▶ _What this task involves_: The result should be a faithful copy of every entry below, with the pictures left out.

▶ _Material for this task_:
== Segment start ==
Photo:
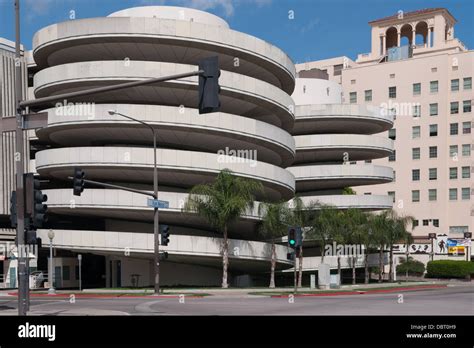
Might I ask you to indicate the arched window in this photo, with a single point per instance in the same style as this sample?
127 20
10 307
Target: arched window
406 34
421 30
391 37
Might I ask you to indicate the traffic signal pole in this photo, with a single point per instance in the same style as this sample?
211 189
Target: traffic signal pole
20 168
208 72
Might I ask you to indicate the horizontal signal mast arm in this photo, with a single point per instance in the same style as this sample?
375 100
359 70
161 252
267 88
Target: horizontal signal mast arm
60 97
103 184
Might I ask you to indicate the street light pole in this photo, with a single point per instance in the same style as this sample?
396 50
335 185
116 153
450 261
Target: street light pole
156 240
51 290
79 259
23 286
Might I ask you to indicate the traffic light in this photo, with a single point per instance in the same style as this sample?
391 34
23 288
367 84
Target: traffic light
35 212
295 237
35 209
78 181
31 238
39 209
209 88
13 212
299 237
165 234
292 237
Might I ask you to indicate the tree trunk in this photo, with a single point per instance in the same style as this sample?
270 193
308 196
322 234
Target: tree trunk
272 271
300 271
322 253
380 263
354 259
339 266
225 259
390 272
366 266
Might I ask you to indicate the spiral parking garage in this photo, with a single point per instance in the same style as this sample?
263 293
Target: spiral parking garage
298 148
== Segment end ==
▶ _Exercise answer_:
Photo:
Might I ask you to indicate the arched window in this photo, with a single point per instance in the same style as this sample?
127 20
10 307
Target: arched window
406 34
421 30
391 37
Might I ask you to indicate the traffic signal pole in this photo, with a single point per instance in the same style as this sample?
211 189
Target: traffic signal pole
20 168
208 72
Might I ask you to indicate the horizontal signal mast arm in this photo, with a single point per instance in the same style as this sample?
375 100
359 70
161 252
267 88
Target: horizontal signal mast arm
60 97
103 184
Might I ask you to indicate the street light pole in this photo, with a single point per instance in the same style as this sample?
396 50
335 185
116 153
450 261
Target: street light pole
156 240
51 290
79 259
23 286
Might I ask you to indicate the traffic light in this photo, with a single point per instance in the same style as this sample?
391 34
23 288
367 84
Target: traffic light
35 212
295 237
35 209
78 181
31 238
39 209
209 88
13 212
299 237
165 234
292 237
Might I ask you to indicate the tree trunk in this photo, with a single point per instance in the same style as this sample?
270 193
308 196
322 234
Target: tree trunk
272 271
300 271
322 253
380 263
354 259
339 266
225 259
390 272
366 266
Might I ask you to indicate the spiral parking garage in this photo, with a single point per instance in the same style as this sample?
263 293
Target: spiral parking garage
298 148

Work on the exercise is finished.